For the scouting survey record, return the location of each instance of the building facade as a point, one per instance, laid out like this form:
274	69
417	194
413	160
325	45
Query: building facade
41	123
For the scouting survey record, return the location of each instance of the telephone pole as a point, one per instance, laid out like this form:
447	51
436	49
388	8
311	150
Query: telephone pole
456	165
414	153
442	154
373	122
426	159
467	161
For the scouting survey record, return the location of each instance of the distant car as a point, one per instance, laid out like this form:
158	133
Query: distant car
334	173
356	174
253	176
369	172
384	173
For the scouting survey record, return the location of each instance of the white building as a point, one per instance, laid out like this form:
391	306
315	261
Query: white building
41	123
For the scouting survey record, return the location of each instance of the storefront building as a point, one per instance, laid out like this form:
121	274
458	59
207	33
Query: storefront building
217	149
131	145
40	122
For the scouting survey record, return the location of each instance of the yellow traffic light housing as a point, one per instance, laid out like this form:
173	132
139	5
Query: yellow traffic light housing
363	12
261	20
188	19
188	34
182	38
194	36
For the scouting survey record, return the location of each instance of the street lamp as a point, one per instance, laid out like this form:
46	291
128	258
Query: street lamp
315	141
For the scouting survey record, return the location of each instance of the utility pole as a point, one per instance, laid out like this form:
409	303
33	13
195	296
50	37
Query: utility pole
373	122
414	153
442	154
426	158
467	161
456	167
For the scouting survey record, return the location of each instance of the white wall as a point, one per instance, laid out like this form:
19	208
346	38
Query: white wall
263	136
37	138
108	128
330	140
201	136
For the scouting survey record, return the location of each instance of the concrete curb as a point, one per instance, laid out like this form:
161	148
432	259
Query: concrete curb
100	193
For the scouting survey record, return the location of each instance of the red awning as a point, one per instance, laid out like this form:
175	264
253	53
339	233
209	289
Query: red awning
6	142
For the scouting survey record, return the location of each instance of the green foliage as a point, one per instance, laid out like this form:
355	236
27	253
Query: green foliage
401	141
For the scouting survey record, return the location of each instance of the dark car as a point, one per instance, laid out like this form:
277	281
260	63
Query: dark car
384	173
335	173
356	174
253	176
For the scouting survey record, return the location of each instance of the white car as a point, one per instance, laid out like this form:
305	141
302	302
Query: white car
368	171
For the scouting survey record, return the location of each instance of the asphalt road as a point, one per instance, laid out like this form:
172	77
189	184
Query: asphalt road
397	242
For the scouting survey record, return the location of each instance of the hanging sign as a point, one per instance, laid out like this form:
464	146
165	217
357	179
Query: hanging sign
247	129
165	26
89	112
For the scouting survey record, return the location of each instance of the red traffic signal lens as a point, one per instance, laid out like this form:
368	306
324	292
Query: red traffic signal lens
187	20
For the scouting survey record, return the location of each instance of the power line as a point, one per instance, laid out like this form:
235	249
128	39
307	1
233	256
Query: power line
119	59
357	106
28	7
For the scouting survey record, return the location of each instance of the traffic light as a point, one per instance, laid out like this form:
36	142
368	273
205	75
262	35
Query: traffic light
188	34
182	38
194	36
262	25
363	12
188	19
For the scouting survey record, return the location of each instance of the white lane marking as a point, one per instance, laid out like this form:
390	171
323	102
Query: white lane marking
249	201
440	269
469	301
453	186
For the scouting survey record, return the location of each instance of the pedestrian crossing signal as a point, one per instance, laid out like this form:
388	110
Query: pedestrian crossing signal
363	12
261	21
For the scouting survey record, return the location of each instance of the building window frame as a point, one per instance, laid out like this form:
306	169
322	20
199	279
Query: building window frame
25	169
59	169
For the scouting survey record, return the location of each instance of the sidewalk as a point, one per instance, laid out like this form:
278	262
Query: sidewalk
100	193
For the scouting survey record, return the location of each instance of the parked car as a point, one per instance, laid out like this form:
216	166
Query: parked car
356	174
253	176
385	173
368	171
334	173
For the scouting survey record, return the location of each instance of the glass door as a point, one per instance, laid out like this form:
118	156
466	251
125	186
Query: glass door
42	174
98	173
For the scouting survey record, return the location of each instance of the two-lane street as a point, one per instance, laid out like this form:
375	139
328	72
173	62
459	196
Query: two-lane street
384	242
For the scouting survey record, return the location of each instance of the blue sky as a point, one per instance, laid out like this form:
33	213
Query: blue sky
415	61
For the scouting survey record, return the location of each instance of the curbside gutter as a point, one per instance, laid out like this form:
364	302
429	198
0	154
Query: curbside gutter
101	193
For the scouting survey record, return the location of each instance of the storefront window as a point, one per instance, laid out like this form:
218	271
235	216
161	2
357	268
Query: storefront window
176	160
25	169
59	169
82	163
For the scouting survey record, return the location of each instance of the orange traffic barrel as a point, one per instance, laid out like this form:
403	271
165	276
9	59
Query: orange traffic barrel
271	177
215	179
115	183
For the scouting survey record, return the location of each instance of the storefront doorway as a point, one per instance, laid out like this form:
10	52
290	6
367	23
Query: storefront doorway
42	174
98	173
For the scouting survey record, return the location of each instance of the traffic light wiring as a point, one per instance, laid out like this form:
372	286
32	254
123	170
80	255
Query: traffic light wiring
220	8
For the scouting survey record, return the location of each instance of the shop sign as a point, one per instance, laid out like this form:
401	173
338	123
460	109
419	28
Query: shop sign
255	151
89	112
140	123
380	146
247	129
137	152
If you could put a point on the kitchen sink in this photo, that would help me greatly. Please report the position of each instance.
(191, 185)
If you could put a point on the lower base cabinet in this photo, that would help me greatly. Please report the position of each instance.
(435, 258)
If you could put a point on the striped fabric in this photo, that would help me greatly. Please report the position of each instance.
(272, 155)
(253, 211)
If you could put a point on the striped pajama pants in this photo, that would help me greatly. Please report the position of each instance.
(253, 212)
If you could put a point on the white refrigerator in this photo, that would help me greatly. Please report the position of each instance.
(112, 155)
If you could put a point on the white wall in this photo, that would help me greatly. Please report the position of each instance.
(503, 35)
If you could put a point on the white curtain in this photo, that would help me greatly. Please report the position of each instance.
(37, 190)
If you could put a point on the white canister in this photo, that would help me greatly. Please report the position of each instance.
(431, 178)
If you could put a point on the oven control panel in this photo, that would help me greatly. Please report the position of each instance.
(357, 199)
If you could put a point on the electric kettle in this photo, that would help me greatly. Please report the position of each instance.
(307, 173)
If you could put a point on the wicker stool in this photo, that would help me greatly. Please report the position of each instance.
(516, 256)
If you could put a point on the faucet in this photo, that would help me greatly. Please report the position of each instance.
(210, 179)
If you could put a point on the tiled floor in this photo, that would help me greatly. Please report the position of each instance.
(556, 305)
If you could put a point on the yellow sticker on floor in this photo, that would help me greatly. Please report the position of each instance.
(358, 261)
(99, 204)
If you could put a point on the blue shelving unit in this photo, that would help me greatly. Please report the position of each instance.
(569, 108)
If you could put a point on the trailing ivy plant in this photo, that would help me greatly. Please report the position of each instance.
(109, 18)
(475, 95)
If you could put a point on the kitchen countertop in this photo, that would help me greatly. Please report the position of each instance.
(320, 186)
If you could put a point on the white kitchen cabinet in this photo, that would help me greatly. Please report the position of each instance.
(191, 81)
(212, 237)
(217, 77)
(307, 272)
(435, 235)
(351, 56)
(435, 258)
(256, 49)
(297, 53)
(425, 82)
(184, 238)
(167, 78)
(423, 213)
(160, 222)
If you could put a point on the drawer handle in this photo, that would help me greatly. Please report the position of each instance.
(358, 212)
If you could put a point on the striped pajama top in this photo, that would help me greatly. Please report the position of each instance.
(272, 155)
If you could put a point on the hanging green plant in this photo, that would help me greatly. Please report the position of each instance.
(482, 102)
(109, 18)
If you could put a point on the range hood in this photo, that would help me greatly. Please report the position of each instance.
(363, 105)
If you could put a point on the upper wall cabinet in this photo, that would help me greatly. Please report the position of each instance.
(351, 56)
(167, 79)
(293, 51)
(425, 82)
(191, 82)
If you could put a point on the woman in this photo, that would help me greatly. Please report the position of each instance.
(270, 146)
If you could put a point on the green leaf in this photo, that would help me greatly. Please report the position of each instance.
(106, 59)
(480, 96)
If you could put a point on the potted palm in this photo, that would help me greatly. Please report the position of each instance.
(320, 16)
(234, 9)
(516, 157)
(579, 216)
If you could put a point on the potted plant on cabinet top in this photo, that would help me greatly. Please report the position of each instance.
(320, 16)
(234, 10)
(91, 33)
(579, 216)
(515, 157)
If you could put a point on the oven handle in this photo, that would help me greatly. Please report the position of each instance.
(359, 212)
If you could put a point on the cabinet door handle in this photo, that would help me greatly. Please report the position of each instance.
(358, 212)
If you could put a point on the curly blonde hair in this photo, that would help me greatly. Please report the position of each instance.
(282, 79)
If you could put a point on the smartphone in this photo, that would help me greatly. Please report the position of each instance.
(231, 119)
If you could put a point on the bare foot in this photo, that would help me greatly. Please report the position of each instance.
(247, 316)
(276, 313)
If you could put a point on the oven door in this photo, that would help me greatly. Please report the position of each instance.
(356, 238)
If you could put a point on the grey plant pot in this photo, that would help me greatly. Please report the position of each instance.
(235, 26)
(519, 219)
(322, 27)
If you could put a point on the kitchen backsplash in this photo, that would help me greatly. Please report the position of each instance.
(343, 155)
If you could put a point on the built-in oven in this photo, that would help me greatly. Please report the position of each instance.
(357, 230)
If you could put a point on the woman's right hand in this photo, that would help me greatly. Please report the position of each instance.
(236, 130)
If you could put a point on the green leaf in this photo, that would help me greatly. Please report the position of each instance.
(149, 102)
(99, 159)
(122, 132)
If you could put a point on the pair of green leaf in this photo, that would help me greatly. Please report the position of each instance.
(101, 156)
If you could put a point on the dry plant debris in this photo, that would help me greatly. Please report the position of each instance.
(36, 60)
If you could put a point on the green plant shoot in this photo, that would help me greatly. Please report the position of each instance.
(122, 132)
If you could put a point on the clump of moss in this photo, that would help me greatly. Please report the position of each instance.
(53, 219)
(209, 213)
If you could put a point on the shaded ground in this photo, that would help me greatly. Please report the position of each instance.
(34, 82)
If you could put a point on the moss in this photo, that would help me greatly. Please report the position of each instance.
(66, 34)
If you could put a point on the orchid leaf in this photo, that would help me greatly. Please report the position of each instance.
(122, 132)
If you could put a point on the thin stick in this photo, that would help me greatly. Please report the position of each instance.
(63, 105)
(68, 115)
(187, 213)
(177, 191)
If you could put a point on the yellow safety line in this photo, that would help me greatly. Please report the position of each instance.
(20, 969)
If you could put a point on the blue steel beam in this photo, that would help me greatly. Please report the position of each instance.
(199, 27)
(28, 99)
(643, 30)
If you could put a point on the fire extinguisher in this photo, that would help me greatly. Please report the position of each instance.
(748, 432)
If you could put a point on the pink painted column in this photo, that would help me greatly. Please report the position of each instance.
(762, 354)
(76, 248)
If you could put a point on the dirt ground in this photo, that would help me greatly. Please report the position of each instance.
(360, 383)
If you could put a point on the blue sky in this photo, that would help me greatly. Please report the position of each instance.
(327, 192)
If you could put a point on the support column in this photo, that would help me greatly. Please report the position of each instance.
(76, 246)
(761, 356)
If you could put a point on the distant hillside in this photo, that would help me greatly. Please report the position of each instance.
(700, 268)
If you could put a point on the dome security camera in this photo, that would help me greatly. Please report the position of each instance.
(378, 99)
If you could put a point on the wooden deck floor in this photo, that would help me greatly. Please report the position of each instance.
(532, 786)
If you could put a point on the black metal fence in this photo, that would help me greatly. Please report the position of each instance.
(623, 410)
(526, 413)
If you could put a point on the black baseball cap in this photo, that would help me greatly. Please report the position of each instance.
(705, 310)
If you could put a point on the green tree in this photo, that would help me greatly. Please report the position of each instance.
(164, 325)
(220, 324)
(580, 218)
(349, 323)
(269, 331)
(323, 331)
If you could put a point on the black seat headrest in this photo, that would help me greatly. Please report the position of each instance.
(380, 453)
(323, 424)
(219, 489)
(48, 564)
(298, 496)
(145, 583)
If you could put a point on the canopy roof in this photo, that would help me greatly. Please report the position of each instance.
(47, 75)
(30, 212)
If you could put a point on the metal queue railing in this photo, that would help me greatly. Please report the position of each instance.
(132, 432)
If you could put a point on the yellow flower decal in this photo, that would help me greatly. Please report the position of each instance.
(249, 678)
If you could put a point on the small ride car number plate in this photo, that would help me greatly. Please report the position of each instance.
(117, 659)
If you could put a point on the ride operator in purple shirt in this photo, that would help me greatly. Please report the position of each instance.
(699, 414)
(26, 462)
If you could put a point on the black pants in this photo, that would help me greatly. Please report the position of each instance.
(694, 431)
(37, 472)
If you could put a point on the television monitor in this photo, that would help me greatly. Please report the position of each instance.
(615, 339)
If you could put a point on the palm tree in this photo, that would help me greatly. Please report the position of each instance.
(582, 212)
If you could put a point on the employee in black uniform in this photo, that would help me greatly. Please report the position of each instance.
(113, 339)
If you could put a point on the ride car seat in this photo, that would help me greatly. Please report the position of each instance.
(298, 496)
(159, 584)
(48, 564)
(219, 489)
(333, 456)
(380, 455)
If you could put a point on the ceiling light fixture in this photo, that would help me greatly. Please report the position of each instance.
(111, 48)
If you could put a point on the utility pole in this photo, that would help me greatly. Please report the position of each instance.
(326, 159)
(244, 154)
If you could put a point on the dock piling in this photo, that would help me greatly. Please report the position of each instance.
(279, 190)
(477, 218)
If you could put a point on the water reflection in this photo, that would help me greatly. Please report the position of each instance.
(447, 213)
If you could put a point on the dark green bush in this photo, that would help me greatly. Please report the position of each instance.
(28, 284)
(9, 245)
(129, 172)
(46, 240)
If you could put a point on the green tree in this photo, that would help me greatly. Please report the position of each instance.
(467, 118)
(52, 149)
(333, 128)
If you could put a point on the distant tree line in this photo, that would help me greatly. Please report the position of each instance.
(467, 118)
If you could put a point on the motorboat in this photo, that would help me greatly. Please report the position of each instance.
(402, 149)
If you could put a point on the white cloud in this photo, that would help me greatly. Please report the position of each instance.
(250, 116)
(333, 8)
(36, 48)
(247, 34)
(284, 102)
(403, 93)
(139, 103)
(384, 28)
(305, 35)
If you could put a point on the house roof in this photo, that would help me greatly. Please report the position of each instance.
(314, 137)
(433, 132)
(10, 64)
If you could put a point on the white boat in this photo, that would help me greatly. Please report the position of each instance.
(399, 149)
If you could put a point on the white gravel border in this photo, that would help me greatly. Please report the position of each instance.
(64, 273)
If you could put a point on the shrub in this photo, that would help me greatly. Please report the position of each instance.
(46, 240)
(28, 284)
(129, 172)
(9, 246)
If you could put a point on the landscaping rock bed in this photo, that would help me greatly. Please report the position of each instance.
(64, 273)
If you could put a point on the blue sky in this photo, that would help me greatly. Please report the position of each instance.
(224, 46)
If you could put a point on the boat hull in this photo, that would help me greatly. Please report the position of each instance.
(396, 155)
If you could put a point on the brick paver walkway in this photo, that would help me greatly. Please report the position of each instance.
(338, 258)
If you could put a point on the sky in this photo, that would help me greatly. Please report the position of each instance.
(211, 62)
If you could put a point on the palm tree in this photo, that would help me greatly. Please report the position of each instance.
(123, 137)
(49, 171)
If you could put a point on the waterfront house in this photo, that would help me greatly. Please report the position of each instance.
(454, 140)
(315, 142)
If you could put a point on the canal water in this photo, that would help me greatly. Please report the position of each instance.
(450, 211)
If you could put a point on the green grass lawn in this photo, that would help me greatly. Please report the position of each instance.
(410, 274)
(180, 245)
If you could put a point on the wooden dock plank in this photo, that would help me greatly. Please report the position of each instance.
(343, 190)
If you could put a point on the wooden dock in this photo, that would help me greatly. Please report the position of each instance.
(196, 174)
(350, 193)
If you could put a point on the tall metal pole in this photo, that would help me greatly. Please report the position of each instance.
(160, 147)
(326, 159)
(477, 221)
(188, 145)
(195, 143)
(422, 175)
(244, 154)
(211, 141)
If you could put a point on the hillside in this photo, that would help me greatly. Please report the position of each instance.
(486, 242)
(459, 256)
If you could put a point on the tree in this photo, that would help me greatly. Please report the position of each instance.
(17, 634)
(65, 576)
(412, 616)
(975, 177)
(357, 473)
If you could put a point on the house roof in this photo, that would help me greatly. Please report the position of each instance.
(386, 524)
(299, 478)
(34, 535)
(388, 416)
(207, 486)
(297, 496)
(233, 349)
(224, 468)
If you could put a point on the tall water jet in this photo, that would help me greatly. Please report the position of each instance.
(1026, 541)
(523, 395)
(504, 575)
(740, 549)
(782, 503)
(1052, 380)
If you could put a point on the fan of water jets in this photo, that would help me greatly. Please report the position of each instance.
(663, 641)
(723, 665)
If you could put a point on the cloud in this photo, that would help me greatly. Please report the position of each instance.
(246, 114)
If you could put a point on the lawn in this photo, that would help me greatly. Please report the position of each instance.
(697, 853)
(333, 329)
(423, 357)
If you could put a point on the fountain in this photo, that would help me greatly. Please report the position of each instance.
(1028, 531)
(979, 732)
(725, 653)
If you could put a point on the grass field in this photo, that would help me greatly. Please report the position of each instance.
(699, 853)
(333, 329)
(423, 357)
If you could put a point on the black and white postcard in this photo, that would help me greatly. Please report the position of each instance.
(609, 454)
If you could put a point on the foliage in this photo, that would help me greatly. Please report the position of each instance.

**About this task:**
Each line of the records above, from the first through the one containing "of the street", is to be retyped exactly; no other line belongs.

**Task result:**
For the scouting survey record, return the location of each instance of the building facade as a point, one per instance, laid out like this form:
274	69
417	194
413	160
325	45
Query: building facade
41	123
For the scouting survey record, return the location of each instance of the telephone pole as a point, one per instance, laid out like this form:
447	51
436	49
388	8
311	150
Query: telephone pole
456	165
414	153
442	154
373	122
426	159
467	161
For the scouting survey record, return the location of each instance of the distant car as a point, one per instance, laid out like this form:
158	133
Query: distant car
334	173
356	174
253	176
369	172
384	173
For the scouting survey record, return the location of each instance of the white building as a point, one per instance, laid out like this form:
391	306
315	261
Query: white building
41	123
For the scouting survey record, return the location of each instance of the storefront building as a point, one per instance, laid out like this form:
121	274
458	59
207	33
Query: storefront building
217	149
131	145
40	122
For the scouting survey record, return the location of each instance of the yellow traffic light housing as a point, one per instance, laid out like this form:
173	132
139	5
Query: yellow traffic light housing
363	12
261	20
188	19
188	34
182	38
194	36
For the scouting survey record, return the location of each instance of the street lamp as a point, one per instance, laid out like this form:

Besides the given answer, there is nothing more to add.